[Start of Provided records]

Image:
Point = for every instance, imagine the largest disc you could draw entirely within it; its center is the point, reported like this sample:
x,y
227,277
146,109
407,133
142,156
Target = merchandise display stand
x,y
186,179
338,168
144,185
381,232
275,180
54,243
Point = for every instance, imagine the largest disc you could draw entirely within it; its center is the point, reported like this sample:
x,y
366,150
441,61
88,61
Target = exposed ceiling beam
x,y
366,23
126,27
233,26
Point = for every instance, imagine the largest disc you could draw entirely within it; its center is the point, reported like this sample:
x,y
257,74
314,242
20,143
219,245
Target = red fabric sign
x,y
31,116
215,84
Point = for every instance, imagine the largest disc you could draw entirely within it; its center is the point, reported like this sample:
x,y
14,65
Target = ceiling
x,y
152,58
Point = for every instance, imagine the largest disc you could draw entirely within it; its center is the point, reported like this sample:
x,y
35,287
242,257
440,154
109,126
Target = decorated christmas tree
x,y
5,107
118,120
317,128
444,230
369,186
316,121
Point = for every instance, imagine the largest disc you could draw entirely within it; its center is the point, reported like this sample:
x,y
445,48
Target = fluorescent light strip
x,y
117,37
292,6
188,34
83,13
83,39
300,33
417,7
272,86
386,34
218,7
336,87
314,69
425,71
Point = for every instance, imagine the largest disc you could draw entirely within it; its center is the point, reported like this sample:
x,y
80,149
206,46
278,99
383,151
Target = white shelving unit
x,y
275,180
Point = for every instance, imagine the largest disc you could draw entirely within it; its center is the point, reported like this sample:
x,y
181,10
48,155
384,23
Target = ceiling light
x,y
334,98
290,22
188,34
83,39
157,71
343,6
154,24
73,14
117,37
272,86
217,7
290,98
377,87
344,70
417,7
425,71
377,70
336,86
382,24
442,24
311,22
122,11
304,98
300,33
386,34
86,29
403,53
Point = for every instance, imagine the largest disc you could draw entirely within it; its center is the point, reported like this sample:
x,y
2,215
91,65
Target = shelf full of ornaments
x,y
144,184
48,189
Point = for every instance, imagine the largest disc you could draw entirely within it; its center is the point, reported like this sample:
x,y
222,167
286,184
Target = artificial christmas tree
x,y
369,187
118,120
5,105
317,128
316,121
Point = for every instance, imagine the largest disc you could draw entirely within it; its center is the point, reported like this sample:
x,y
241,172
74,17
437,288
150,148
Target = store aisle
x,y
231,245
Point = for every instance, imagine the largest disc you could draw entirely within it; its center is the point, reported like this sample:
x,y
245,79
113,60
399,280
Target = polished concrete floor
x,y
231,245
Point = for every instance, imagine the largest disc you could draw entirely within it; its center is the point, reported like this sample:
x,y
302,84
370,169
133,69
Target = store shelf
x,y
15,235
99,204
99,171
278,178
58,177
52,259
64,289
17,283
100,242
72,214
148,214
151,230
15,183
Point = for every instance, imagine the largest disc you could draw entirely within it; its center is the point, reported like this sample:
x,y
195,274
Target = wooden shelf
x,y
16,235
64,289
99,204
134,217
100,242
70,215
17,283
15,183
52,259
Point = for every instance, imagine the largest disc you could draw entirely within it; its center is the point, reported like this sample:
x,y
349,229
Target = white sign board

[End of Provided records]

Retype all of the material, keeping each line exact.

Image:
Point = for every instance, imagine the largest disc you could draw entirely within it; its center is the point, reported like this sample:
x,y
227,277
146,109
407,133
142,156
Target = merchandise display stand
x,y
186,179
338,168
144,185
381,232
275,180
54,243
Point = for every instance, imagine the largest disc you could draw entirely within it; its center is the point, reported like this sample:
x,y
366,150
441,61
88,61
Target = exposed ceiling beam
x,y
366,23
126,27
233,26
Point = for every instance, imagine the largest disc you could draw entirely within it; its center is the point, reported like this sample:
x,y
257,74
314,242
20,143
219,245
Target = red fabric sign
x,y
31,116
215,84
Point = for every instance, imagine the largest disc you could draw entirely within it; its center is the point, reported like this sample:
x,y
14,65
Target = ceiling
x,y
152,58
Point = for every instance, imagine the largest disc you could draw entirely within it; its center is the point, reported like this sample:
x,y
35,287
242,257
440,154
109,126
Target = decorated christmas tree
x,y
5,107
118,120
317,128
444,230
369,186
316,121
Point = for every instance, imagine the largest disc you could draw entirely within it; its center is the point, reported like this sample:
x,y
445,48
Target = fluorescent light strip
x,y
117,37
292,6
188,34
83,13
83,39
300,33
417,7
272,86
386,34
218,7
336,87
314,69
425,71
Point = for every instance, imagine the largest disc you could draw entirely within it; its center is the point, reported like this sample:
x,y
80,149
206,46
278,99
383,151
Target = white shelving unit
x,y
275,180
Point = for every instance, imagine the largest disc you could draw entirely within it; its center is the point, reported like this sample:
x,y
181,10
48,155
384,23
Target = ceiling light
x,y
334,98
290,22
188,34
83,39
157,71
343,6
154,24
73,14
117,37
272,86
217,7
290,98
377,87
344,70
417,7
425,71
377,70
336,86
382,24
442,24
311,22
122,11
304,98
300,33
386,34
86,29
403,53
Point = for every instance, imagine the largest disc you could draw entirely within it; its center is the point, reported like this sample:
x,y
2,215
91,65
Target = shelf full of ornaments
x,y
144,184
48,189
Point = for every instance, imagine the largest disc you could draw entirely within it; its center is the point, reported like this sample:
x,y
222,167
286,184
Target = artificial christmas tree
x,y
369,187
118,120
5,105
317,128
316,121
Point = for every instance, imagine the largest disc you could draw entirely within it; its center is the point, reported like this sample:
x,y
241,172
74,17
437,288
150,148
Target = store aisle
x,y
231,245
Point = for every instance, imagine the largest disc you could draw entirely within it; its center is the point, reported like this sample:
x,y
245,79
113,60
399,280
Target = polished concrete floor
x,y
231,245
Point = for every instance, imagine the largest disc you could draw entirely within it; its center is the point, reported like this sample:
x,y
302,84
370,169
133,69
Target = store shelf
x,y
15,235
99,204
99,171
278,178
58,177
52,259
64,289
17,283
100,242
72,214
148,214
151,230
15,183
Point = for every instance, imagine the largest disc you could draw entirely within it; its center is the point, reported like this sample:
x,y
195,274
Target = wooden shelf
x,y
16,235
64,289
99,204
134,217
100,242
70,215
17,283
15,183
52,259
Point = for every instance, imagine the largest disc you could draw entirely within it; its center is the point, reported like this sample:
x,y
349,229
Target = white sign board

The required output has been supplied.